**Problem to solve:**
Locate the word "boxes" in the data below, then copy every line that holds it.

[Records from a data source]

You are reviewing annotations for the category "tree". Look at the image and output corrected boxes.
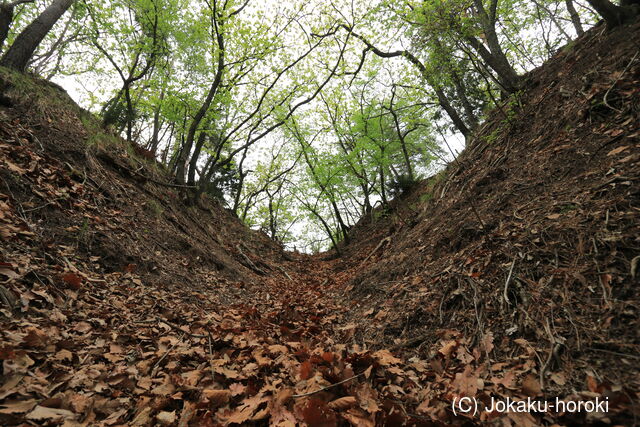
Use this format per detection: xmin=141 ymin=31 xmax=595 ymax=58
xmin=88 ymin=0 xmax=174 ymax=141
xmin=565 ymin=0 xmax=585 ymax=35
xmin=0 ymin=0 xmax=74 ymax=71
xmin=339 ymin=24 xmax=474 ymax=138
xmin=585 ymin=0 xmax=640 ymax=27
xmin=0 ymin=0 xmax=33 ymax=50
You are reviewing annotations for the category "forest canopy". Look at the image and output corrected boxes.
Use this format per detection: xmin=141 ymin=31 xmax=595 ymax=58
xmin=0 ymin=0 xmax=614 ymax=251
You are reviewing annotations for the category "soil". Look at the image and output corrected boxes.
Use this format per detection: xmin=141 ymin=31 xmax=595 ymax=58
xmin=0 ymin=20 xmax=638 ymax=427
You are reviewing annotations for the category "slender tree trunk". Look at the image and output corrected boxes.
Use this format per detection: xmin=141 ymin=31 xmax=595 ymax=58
xmin=231 ymin=145 xmax=250 ymax=213
xmin=434 ymin=87 xmax=470 ymax=138
xmin=307 ymin=204 xmax=340 ymax=254
xmin=177 ymin=74 xmax=221 ymax=185
xmin=185 ymin=130 xmax=208 ymax=185
xmin=149 ymin=89 xmax=164 ymax=154
xmin=469 ymin=0 xmax=521 ymax=93
xmin=451 ymin=71 xmax=479 ymax=130
xmin=465 ymin=35 xmax=520 ymax=93
xmin=330 ymin=199 xmax=350 ymax=243
xmin=180 ymin=6 xmax=225 ymax=186
xmin=124 ymin=85 xmax=134 ymax=141
xmin=0 ymin=0 xmax=74 ymax=71
xmin=565 ymin=0 xmax=585 ymax=35
xmin=379 ymin=165 xmax=387 ymax=205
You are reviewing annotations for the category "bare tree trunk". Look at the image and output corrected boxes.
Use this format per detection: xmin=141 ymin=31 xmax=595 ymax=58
xmin=185 ymin=130 xmax=208 ymax=185
xmin=0 ymin=0 xmax=74 ymax=71
xmin=434 ymin=87 xmax=470 ymax=138
xmin=468 ymin=0 xmax=521 ymax=93
xmin=451 ymin=71 xmax=479 ymax=130
xmin=586 ymin=0 xmax=639 ymax=27
xmin=565 ymin=0 xmax=585 ymax=35
xmin=0 ymin=1 xmax=34 ymax=50
xmin=148 ymin=89 xmax=164 ymax=154
xmin=0 ymin=3 xmax=14 ymax=50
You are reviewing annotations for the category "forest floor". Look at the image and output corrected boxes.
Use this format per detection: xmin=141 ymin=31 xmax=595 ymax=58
xmin=1 ymin=20 xmax=639 ymax=427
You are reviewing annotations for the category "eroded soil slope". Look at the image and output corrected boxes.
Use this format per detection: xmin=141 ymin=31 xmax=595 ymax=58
xmin=0 ymin=20 xmax=639 ymax=427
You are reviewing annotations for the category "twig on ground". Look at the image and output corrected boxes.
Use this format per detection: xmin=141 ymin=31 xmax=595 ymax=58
xmin=503 ymin=258 xmax=516 ymax=306
xmin=276 ymin=265 xmax=292 ymax=281
xmin=540 ymin=319 xmax=564 ymax=391
xmin=207 ymin=331 xmax=216 ymax=380
xmin=587 ymin=348 xmax=640 ymax=360
xmin=151 ymin=334 xmax=183 ymax=376
xmin=360 ymin=236 xmax=391 ymax=265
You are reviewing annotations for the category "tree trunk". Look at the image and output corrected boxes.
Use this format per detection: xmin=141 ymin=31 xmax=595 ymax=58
xmin=465 ymin=35 xmax=520 ymax=93
xmin=185 ymin=130 xmax=208 ymax=185
xmin=0 ymin=1 xmax=34 ymax=50
xmin=0 ymin=3 xmax=14 ymax=50
xmin=330 ymin=199 xmax=350 ymax=243
xmin=0 ymin=0 xmax=74 ymax=71
xmin=586 ymin=0 xmax=639 ymax=27
xmin=565 ymin=0 xmax=585 ymax=36
xmin=451 ymin=71 xmax=479 ymax=130
xmin=469 ymin=0 xmax=521 ymax=93
xmin=148 ymin=90 xmax=164 ymax=154
xmin=434 ymin=87 xmax=470 ymax=138
xmin=176 ymin=76 xmax=220 ymax=185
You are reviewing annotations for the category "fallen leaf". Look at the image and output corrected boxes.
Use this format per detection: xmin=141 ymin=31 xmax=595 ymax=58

**Answer for this exercise:**
You are reviewing annotations for the category "tree". Look at the image and output corrected boxes.
You are reviewing annotations for the category "forest canopy". Look at the image and output corrected boxes.
You are reviewing annotations for the category "soil". Look at the image and output corrected boxes.
You are reviewing annotations for the category "slender tree trunk". Look at the image and output corrected boxes.
You are reviewing annotations for the category "bare tree trunk". Look at the image and output corrected boxes.
You are reviewing annotations for the category "forest floor". Look at the image and output corrected boxes.
You are reviewing annotations for the category "eroded soil slope". Look at the image and output corrected boxes.
You are reviewing annotations for the category "twig on ground". Look at the image and output corrected boxes.
You are reviewing annotations for the category "tree trunk". Look at the image and output corrected boxes.
You are reviewing annotations for the category "fallen leaf". Look at the image and output corrected boxes.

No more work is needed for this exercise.